• Texte retenu:
<<<<

Alain Demurger a passé sa vie dans les ordres religieux et militaires. Les chevaliers, qu'ils soient templiers, hospitaliers ou teutoniques, n'ont pas de secrets pour lui. Cet ancien enseignant à la Sorbonne a déjà publié plusieurs ouvrages sur ces sujets, dont un excellent Chevaliers et chevalerie expliqués à mes petits-fils (Seuil, 2009), et il a contribué au formidable Prier et combattre : dictionnaire européen des ordres militaires au Moyen Age (Fayard, 2009). Voici donc moins une synthèse - au-delà de 500 pages, le terme est inapproprié - qu'un bilan de quelques décennies de travail.
Alors, oui, pour tous ceux qui s'intéressent à ces chevaliers de la foi, le Demurger est une mine. L'homme est prêt, s'il le faut, à compter les habits et les croix. Bref, il ne manque rien dans l'évocation de l'ordre des Hospitaliers de Saint-Jean de Jérusalem, devenu après quelques péripéties l'ordre de Malte.
A l'origine donc, il s'agit d'un hôpital dans la Ville sainte pour héberger les pèlerins venus prier sur le tombeau du Christ. Puis, l'ordre se militarise et devient un instrument de la croisade jusqu'à la chute d'Acre. Les chevaliers vêtus de noir, en signe d'humilité, font la guerre marqués d'une croix blanche aux côtés des Templiers, dont ils sont complémentaires et concurrents. Alain Demurger montre bien ce qui oppose les deux sociétés, notamment la fonction charitable du premier, et il souligne combien les Hospitaliers furent discrets pendant les procès des seconds...
En séparant l'histoire de la légende, mais en racontant aussi ces légendes pour que l'on comprenne mieux l'histoire, Alain Demurger explique les règles de l'ordre de l'Hôpital, son système hiérarchique, ses règles et son organisation centralisée. Il expose la façon dont cette identité s'est construite, détaille les relations pas toujours faciles avec la papauté, et sonde les origines de cette aristocratie chevaleresque.
Par la conquête de Rhodes au XIVe siècle, les Hospitaliers évitèrent le sort des Templiers. Ils garantirent aussi, malgré une période difficile au XIXe siècle, leur postérité en se consacrant aux fins charitables et humanitaires qui furent à l'origine de leur fondation. Avec passion, le médiéviste nous fait entrer dans un monde toujours fascinant qui a fait galoper plus d'une imagination.

>>>>

• Tâches à réaliser:
(a) Recopiez le passage du compte rendu qui commence à « Alors, oui, pour » et se termine à « procès des seconds... ».
(b) Répondez aux questions suivantes à partir du compte rendu :
(i) Dans quel établissement Alain Demurger a-t-il enseigné ?
(ii) De quelle couleur est la croix que portent les chevaliers de l'ordre ?
(iii) Quelle conquête permit aux Hospitaliers d'éviter le sort des Templiers ?
(c) Résumez sous forme de liste le paragraphe du compte rendu qui commence par « A l'origine donc », en gardant ses faits principaux.

• Données fournies:
<<<<

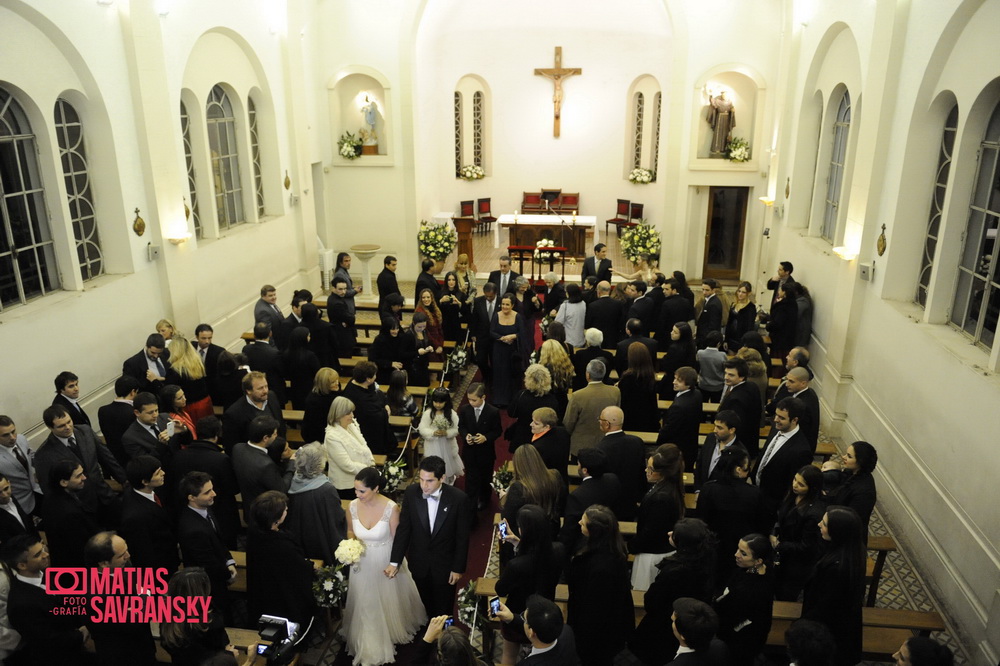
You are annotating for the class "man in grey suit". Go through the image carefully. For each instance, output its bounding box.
[35,405,126,511]
[233,415,295,516]
[0,415,42,513]
[563,358,622,458]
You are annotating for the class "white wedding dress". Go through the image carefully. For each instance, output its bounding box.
[340,500,427,666]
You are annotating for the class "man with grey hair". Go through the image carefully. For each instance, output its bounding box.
[285,442,347,564]
[563,358,622,458]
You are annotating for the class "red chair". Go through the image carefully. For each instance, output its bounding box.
[604,199,629,238]
[477,199,497,231]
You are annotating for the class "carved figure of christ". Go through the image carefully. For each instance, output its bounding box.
[535,46,583,137]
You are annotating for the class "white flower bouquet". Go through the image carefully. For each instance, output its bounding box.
[628,169,656,185]
[622,220,660,264]
[726,136,750,162]
[417,221,458,261]
[458,164,486,180]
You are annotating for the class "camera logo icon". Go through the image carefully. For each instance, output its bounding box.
[45,567,87,594]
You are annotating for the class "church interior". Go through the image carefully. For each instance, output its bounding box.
[0,0,1000,665]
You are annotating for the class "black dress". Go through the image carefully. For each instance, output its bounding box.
[566,550,628,666]
[715,569,774,666]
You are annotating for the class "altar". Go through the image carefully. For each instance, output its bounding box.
[493,215,600,257]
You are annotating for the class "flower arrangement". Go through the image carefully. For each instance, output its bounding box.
[726,136,750,162]
[628,168,656,185]
[337,130,363,160]
[490,460,514,495]
[417,220,458,261]
[622,220,660,264]
[531,238,562,264]
[458,164,486,180]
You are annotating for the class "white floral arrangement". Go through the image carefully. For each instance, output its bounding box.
[490,460,514,495]
[622,220,660,264]
[458,164,486,180]
[531,238,562,264]
[628,168,656,185]
[726,136,750,162]
[417,221,458,261]
[337,130,363,160]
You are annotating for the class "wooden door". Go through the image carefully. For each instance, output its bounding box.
[701,187,750,280]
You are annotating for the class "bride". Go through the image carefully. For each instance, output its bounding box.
[341,467,427,666]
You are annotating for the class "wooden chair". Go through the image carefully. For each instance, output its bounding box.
[521,192,545,215]
[604,199,629,237]
[477,199,497,231]
[559,192,580,213]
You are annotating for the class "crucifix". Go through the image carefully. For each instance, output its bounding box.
[535,46,583,137]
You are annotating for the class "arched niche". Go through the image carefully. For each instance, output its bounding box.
[691,65,765,170]
[327,66,392,166]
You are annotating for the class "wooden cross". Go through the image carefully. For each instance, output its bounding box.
[535,46,583,137]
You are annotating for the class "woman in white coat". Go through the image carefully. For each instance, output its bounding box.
[323,397,375,499]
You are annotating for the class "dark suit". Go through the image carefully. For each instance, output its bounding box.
[52,393,90,425]
[580,257,611,283]
[232,442,295,508]
[719,381,763,460]
[695,294,722,349]
[34,426,125,512]
[118,490,181,575]
[97,400,135,465]
[167,440,240,548]
[741,428,812,516]
[389,484,470,617]
[375,268,403,312]
[489,269,521,297]
[458,402,503,509]
[597,431,649,520]
[656,378,703,469]
[7,576,92,664]
[122,348,173,394]
[615,332,657,379]
[584,296,625,349]
[413,271,441,305]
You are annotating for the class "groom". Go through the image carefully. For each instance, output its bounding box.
[385,456,469,617]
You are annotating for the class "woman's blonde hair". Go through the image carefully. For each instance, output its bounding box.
[538,340,576,389]
[524,363,552,396]
[170,331,205,379]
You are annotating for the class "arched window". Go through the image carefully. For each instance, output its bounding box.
[0,88,59,309]
[205,85,246,231]
[951,104,1000,351]
[820,90,851,243]
[181,102,202,238]
[915,104,958,307]
[55,99,104,282]
[247,97,264,217]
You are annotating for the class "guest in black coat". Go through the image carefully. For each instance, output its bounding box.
[628,444,684,590]
[715,533,774,666]
[118,454,181,576]
[656,365,704,469]
[42,460,101,567]
[247,490,316,636]
[823,441,878,544]
[531,407,569,488]
[302,368,340,442]
[458,382,502,511]
[802,506,865,666]
[496,504,565,663]
[698,444,774,581]
[568,504,628,666]
[282,326,320,409]
[628,518,716,664]
[771,465,826,601]
[285,442,347,565]
[167,416,241,549]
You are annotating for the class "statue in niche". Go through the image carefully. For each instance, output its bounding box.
[708,90,736,157]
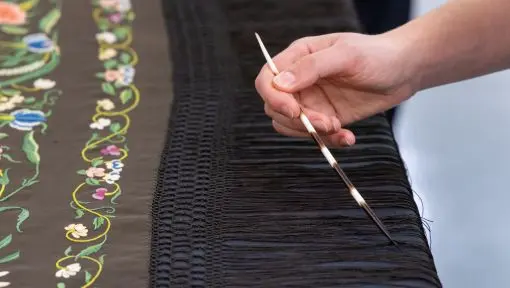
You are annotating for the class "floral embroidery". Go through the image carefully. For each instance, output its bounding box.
[0,0,61,287]
[0,271,11,288]
[65,224,89,239]
[0,2,27,25]
[56,0,140,287]
[55,263,81,278]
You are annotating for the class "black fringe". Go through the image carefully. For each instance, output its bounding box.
[150,0,441,287]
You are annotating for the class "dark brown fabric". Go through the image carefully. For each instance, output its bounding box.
[0,0,172,287]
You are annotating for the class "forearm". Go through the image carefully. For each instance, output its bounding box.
[385,0,510,91]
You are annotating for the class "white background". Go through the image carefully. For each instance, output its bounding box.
[395,0,510,288]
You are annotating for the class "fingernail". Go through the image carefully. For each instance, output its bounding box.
[317,120,329,132]
[282,107,294,119]
[274,72,296,88]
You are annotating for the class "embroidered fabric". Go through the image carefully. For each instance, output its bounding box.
[150,0,441,287]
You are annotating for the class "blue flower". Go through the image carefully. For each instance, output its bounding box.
[23,33,55,53]
[117,65,135,85]
[9,109,46,131]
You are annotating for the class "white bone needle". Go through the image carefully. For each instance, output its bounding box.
[255,33,398,247]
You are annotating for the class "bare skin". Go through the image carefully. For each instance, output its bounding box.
[255,0,510,146]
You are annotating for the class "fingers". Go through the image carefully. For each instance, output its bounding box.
[273,120,356,147]
[255,34,342,118]
[273,46,349,93]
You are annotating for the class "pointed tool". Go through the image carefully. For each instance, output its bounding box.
[255,33,400,250]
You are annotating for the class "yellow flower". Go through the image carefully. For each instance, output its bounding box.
[65,224,89,239]
[97,99,115,111]
[99,48,117,60]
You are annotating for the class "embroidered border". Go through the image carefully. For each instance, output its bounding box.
[0,0,62,287]
[55,0,136,288]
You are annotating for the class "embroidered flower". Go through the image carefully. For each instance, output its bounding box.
[55,264,81,278]
[87,167,105,178]
[104,70,121,82]
[97,99,115,111]
[34,78,56,90]
[99,0,131,12]
[90,118,112,130]
[0,1,27,25]
[108,13,124,24]
[99,48,117,61]
[117,65,135,85]
[9,109,46,131]
[105,160,124,172]
[103,171,120,184]
[64,224,89,239]
[92,188,108,200]
[0,94,25,112]
[96,32,117,44]
[23,33,55,53]
[0,271,11,288]
[101,145,120,156]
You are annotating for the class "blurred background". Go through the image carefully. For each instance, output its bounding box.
[382,0,510,288]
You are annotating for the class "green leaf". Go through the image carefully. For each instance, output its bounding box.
[21,131,41,164]
[85,178,99,186]
[39,8,60,34]
[120,52,131,64]
[74,209,85,219]
[0,168,10,185]
[76,242,104,258]
[0,153,21,163]
[110,122,120,133]
[1,25,28,35]
[64,246,72,256]
[76,169,87,175]
[0,234,12,249]
[101,60,118,69]
[0,251,20,264]
[101,82,115,95]
[91,158,104,167]
[24,97,35,104]
[92,217,104,230]
[16,208,30,233]
[1,89,20,96]
[120,89,133,104]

>>>>

• Résultats:
(a)
Alors, oui, pour tous ceux qui s'intéressent à ces chevaliers de la foi, le Demurger est une mine. L'homme est prêt, s'il le faut, à compter les habits et les croix. Bref, il ne manque rien dans l'évocation de l'ordre des Hospitaliers de Saint-Jean de Jérusalem, devenu après quelques péripéties l'ordre de Malte.
A l'origine donc, il s'agit d'un hôpital dans la Ville sainte pour héberger les pèlerins venus prier sur le tombeau du Christ. Puis, l'ordre se militarise et devient un instrument de la croisade jusqu'à la chute d'Acre. Les chevaliers vêtus de noir, en signe d'humilité, font la guerre marqués d'une croix blanche aux côtés des Templiers, dont ils sont complémentaires et concurrents. Alain Demurger montre bien ce qui oppose les deux sociétés, notamment la fonction charitable du premier, et il souligne combien les Hospitaliers furent discrets pendant les procès des seconds...

(b)
(i) À la Sorbonne.
(ii) Elle est blanche.
(iii) La conquête de Rhodes, au XIVe siècle.

(c)
- Au départ, l'ordre est un hôpital de la Ville sainte qui héberge les pèlerins venus prier sur le tombeau du Christ.
- Il se militarise ensuite et sert d'instrument de la croisade jusqu'à la chute d'Acre.
- Ses chevaliers sont vêtus de noir en signe d'humilité et marqués d'une croix blanche.
- Ils combattent aux côtés des Templiers, dont ils sont à la fois complémentaires et concurrents.
- Alain Demurger montre ce qui oppose les deux ordres, notamment la fonction charitable des Hospitaliers.
- Il souligne la discrétion des Hospitaliers pendant les procès des Templiers.